**Passage provided**
*** Block opens ***

Python - Generating random dna sequences with Nump

2019-02-27 16:55发布

问题:

there are two questions i would like to ask anybody that is familiar with numpy. i have seen very similar questions (and answers) but none of those used numpy which i would like to use since it offers a lot of other options i might want to use within that code in the future. i have tried to generate a list of random nucleotide sequences using "random" in python. since i wanted to have non-uniform probabilities i decided to use numpy instead. however, i get the error message: "ValueError: a must be 1-dimensional or an integer".

import numpy as np

def random_dna_sequence(length):
    return ''.join(np.random.choice('ACTG') for _ in range(length))

with open('dna.txt', 'w+') as txtout:
    for _ in range(10):
        dna = random_dna_sequence(100)
        txtout.write(dna)
        txtout.write("\n")

        print (dna)

i'm a complete scrub and i can't figure out where or how multidimensionality comes into play. i suspect ".join()" but i'm not sure and also unsure how i could replace it. my other question is how to get non-uniform probability. i tried with "np.random.choice('ACTG', p=0.2, 0.2, 0.3, 0.3)" but it doesn't work.

i hope there is somebody out there that can help. thanks in advance.

greetings, bert

回答1:

For the first part of your question, pass a as a list:

def random_dna_sequence(length):
    return ''.join(np.random.choice(list('ACTG')) for _ in range(length))

*** Block closes ***

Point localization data
*** Block opens ***

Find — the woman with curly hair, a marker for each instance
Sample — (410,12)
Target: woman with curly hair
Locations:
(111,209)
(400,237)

*** Block closes ***

**Tasks**
**a.** Decide whether each statement below agrees with the thread on generating random DNA sequences with NumPy. Answer yes or no for each, and quote the words from the thread that decide it.
(i) The asker switched to NumPy in order to get non-uniform probabilities.
(ii) The asker's attempt to set probabilities with the p argument worked.
(iii) The reply recommends passing a as a tuple.
**b.** Pick up the thread on generating random DNA sequences with NumPy at the point where it stops, and write what comes next.

**Responses by task**
**a.**
(i) Yes: "since i wanted to have non-uniform probabilities i decided to use numpy instead"
(ii) No: "but it doesn't work"
(iii) No: "pass a as a list"

**b.**
Or define your bases as a list or tuple:

BASES = ('A', 'C', 'T', 'G')

def random_dna_sequence(length):
    return ''.join(np.random.choice(BASES) for _ in range(length))

The second part has a similar solution: pass the probabilities as a list or tuple:

BASES = ('A', 'C', 'T', 'G')
P = (0.2, 0.2, 0.3, 0.3)

def random_dna_sequence(length):
    return ''.join(np.random.choice(BASES, p=P) for _ in range(length))


回答2:

I had come to a similar solution as mhawke, as far as the random_dna_sequence function is concerned. However, I am generating a sequence as long as chromosome 1 of the human genome, and it was taking almost a minute with my method, so I tried mhawke's method to see if I had any speed gains. On the contrary, it took about 10 times as long. So, for anyone dealing with large sequences, I recommend making the following change to the return statement:

BASES = ('A', 'C', 'G', 'T')
def random_dna_sequence(length):
    return ''.join(np.random.choice(BASES, length))

This basically lets numpy perform the loop, which it does much more efficiently. I hope this helps.